▸ WHAT THE EXERCISE ASKS:
Quote, word for word, every line starting at the line that contains "the doorway, which" and ending with the last line of the records; include both of these lines and no others.
····················
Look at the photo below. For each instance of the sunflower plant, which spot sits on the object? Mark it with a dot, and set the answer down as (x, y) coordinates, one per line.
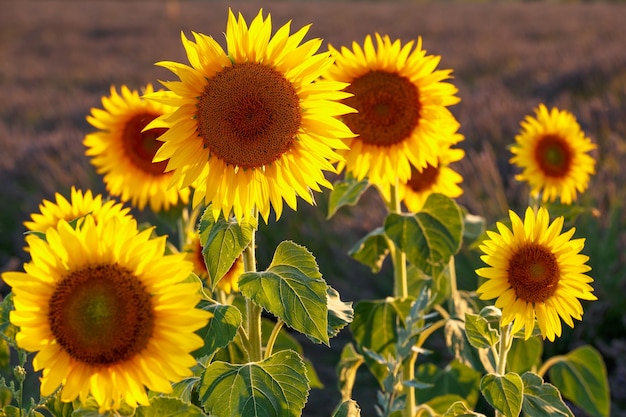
(405, 149)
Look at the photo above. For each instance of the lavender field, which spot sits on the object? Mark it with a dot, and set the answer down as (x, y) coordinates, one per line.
(58, 58)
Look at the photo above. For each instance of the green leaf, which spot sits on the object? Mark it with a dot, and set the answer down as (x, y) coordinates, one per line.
(524, 354)
(345, 192)
(505, 393)
(222, 242)
(340, 313)
(371, 250)
(459, 409)
(348, 408)
(542, 399)
(479, 333)
(221, 328)
(292, 288)
(168, 407)
(348, 365)
(430, 237)
(581, 377)
(274, 387)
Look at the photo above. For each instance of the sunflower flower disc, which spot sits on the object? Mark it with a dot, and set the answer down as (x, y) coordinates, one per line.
(553, 153)
(251, 127)
(535, 272)
(122, 150)
(402, 102)
(107, 313)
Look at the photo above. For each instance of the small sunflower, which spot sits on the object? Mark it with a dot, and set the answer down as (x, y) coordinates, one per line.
(552, 152)
(229, 283)
(402, 108)
(439, 178)
(107, 312)
(122, 150)
(535, 271)
(252, 128)
(79, 204)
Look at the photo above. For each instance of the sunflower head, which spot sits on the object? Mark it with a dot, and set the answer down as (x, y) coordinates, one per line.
(535, 272)
(402, 101)
(79, 205)
(553, 153)
(106, 311)
(122, 150)
(253, 125)
(439, 178)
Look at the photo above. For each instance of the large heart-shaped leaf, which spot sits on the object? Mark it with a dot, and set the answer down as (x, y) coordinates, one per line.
(292, 288)
(275, 387)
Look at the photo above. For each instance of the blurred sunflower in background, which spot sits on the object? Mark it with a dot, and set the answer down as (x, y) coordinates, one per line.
(79, 205)
(439, 178)
(106, 312)
(402, 102)
(535, 272)
(252, 126)
(122, 150)
(553, 153)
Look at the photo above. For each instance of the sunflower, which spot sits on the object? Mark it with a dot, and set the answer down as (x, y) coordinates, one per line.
(80, 204)
(122, 150)
(229, 283)
(439, 178)
(552, 152)
(402, 103)
(252, 128)
(106, 311)
(535, 271)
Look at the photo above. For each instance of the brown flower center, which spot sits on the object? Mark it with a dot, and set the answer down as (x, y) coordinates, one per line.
(554, 156)
(101, 315)
(423, 181)
(388, 108)
(248, 115)
(140, 146)
(533, 273)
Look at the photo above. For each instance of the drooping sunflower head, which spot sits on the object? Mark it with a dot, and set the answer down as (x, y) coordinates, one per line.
(535, 272)
(439, 178)
(251, 127)
(106, 312)
(229, 283)
(79, 204)
(553, 153)
(122, 150)
(402, 108)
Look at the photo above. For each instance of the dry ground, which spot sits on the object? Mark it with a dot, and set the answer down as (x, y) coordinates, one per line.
(57, 58)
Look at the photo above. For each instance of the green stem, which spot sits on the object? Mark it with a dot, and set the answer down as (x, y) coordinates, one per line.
(270, 342)
(253, 311)
(506, 340)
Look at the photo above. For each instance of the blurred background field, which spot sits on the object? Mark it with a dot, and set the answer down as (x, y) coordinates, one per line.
(58, 58)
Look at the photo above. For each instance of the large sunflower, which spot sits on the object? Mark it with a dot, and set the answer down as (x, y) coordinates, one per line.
(122, 150)
(552, 152)
(252, 128)
(402, 103)
(535, 271)
(439, 178)
(106, 311)
(78, 205)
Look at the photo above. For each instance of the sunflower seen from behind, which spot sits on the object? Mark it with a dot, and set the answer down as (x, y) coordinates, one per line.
(439, 178)
(251, 127)
(535, 272)
(553, 154)
(106, 312)
(122, 150)
(402, 102)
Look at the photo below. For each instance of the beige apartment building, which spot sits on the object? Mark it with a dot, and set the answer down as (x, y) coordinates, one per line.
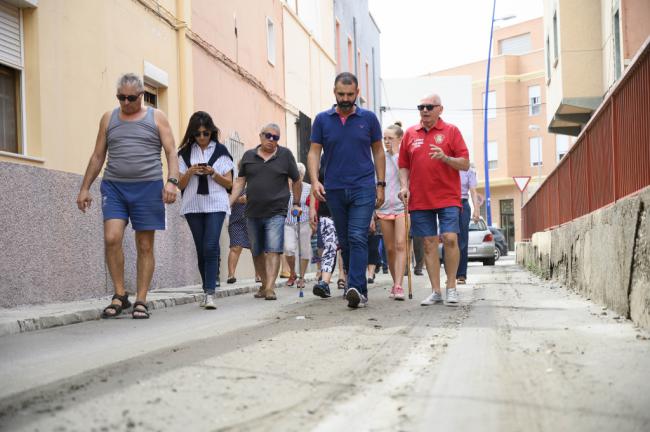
(588, 45)
(310, 67)
(518, 142)
(59, 62)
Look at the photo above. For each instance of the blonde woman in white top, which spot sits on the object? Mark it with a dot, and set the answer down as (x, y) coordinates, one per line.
(391, 214)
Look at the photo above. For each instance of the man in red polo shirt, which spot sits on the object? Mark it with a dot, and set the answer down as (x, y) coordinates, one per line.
(431, 154)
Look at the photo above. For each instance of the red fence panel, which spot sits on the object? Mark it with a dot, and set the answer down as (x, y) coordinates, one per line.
(610, 160)
(601, 160)
(580, 177)
(564, 192)
(553, 200)
(632, 114)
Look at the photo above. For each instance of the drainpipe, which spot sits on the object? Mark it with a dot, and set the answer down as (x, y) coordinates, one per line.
(185, 87)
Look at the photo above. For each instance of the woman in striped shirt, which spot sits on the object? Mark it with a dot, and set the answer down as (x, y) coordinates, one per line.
(391, 214)
(206, 172)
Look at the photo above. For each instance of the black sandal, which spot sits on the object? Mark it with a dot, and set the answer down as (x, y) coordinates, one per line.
(145, 312)
(125, 304)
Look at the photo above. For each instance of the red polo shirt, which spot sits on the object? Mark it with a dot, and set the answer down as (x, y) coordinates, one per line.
(432, 183)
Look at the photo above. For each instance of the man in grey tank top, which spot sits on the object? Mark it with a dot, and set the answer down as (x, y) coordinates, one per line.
(132, 187)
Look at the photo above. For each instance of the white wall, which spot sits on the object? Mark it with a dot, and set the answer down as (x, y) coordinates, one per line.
(401, 97)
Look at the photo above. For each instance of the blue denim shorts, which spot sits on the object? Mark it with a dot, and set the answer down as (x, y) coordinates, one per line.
(266, 234)
(140, 202)
(424, 223)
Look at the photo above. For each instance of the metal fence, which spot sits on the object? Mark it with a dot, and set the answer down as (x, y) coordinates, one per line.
(610, 159)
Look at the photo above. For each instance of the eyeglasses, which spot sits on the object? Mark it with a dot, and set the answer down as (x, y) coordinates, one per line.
(429, 107)
(130, 98)
(271, 136)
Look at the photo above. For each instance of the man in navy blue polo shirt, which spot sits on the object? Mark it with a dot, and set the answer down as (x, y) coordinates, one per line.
(349, 138)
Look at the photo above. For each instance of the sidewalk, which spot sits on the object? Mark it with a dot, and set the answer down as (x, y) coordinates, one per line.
(37, 317)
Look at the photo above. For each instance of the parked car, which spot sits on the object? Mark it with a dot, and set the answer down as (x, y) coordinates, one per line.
(481, 246)
(500, 242)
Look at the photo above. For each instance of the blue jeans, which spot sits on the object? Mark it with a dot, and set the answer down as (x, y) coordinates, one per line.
(266, 234)
(206, 230)
(463, 238)
(352, 210)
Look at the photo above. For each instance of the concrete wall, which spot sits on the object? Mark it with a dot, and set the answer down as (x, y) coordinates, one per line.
(604, 256)
(51, 252)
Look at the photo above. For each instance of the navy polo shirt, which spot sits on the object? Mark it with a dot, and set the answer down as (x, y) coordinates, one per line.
(347, 151)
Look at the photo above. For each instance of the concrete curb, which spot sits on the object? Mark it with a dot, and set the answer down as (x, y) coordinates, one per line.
(93, 312)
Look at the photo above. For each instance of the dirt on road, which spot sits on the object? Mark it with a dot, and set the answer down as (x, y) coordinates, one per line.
(518, 354)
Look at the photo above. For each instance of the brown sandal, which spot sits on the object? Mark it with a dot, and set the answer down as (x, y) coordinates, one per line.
(116, 308)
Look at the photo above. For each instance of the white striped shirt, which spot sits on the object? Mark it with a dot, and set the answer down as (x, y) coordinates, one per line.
(217, 198)
(304, 217)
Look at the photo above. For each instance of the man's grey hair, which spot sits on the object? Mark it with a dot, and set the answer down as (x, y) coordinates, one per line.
(433, 96)
(130, 79)
(301, 169)
(273, 126)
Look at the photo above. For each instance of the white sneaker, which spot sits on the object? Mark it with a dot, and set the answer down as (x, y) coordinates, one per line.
(452, 297)
(209, 302)
(353, 296)
(363, 302)
(433, 298)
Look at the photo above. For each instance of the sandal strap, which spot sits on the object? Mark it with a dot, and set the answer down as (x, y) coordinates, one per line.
(140, 303)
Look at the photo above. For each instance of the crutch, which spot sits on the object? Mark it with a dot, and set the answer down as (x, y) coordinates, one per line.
(408, 246)
(296, 213)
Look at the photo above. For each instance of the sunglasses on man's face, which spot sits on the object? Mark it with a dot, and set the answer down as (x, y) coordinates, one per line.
(429, 107)
(130, 98)
(271, 136)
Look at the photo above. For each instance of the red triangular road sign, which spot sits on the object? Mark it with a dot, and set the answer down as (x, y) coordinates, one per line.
(521, 182)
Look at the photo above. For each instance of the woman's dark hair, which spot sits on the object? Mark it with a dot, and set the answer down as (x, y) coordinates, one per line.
(198, 119)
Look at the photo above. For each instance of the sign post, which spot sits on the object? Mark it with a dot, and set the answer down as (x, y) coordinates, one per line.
(522, 184)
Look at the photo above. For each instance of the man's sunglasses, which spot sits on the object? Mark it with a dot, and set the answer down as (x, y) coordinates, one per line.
(271, 136)
(429, 107)
(130, 98)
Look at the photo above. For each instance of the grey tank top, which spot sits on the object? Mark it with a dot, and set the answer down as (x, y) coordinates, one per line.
(133, 149)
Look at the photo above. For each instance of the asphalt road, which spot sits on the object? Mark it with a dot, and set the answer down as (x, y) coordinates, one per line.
(518, 354)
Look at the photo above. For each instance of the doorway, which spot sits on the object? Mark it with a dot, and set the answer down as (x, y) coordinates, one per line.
(507, 208)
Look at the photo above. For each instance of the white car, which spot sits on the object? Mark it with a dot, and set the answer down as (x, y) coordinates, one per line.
(481, 244)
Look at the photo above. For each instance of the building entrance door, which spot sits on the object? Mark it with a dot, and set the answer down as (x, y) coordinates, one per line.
(507, 208)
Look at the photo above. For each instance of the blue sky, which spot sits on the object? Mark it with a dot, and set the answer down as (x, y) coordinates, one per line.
(421, 36)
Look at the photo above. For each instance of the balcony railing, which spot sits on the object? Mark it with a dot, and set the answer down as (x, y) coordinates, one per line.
(609, 161)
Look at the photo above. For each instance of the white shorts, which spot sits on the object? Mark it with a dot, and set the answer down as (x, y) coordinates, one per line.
(291, 240)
····················
▸ ANSWER TO THIS PROBLEM:
Look at the photo above. For each instance of the doorway, which spot sits on the object? Mark it with a dot, and set the answer down as (x, y) coordinates, one per line.
(507, 208)
Look at the photo above. For each instance of the white car, which spot sits on the object? Mark it with a dot, and set the answer down as (x, y) coordinates, one per line.
(481, 244)
Look at the photo above. For each instance of the building entrance door, which spot sits on the object? Mark it with a dot, and set the answer down as (x, y) coordinates, one per line.
(507, 208)
Look at the photo above. For each instance of the blue sky, which spot sits on the object? Mark it with a dot, and set the answer down as (x, y) coordinates, one per line.
(421, 36)
Look at the photo above. For each instance of the balcony railing, which spot sits on the object? Mark it with a dot, and set the answer down as (x, y) coordinates, one per line.
(609, 161)
Look at the photo above. For each instance of the white shorts, which spot sits on the object? Mark it with a dot, and set the answer down as (x, y) coordinates, one per line.
(291, 240)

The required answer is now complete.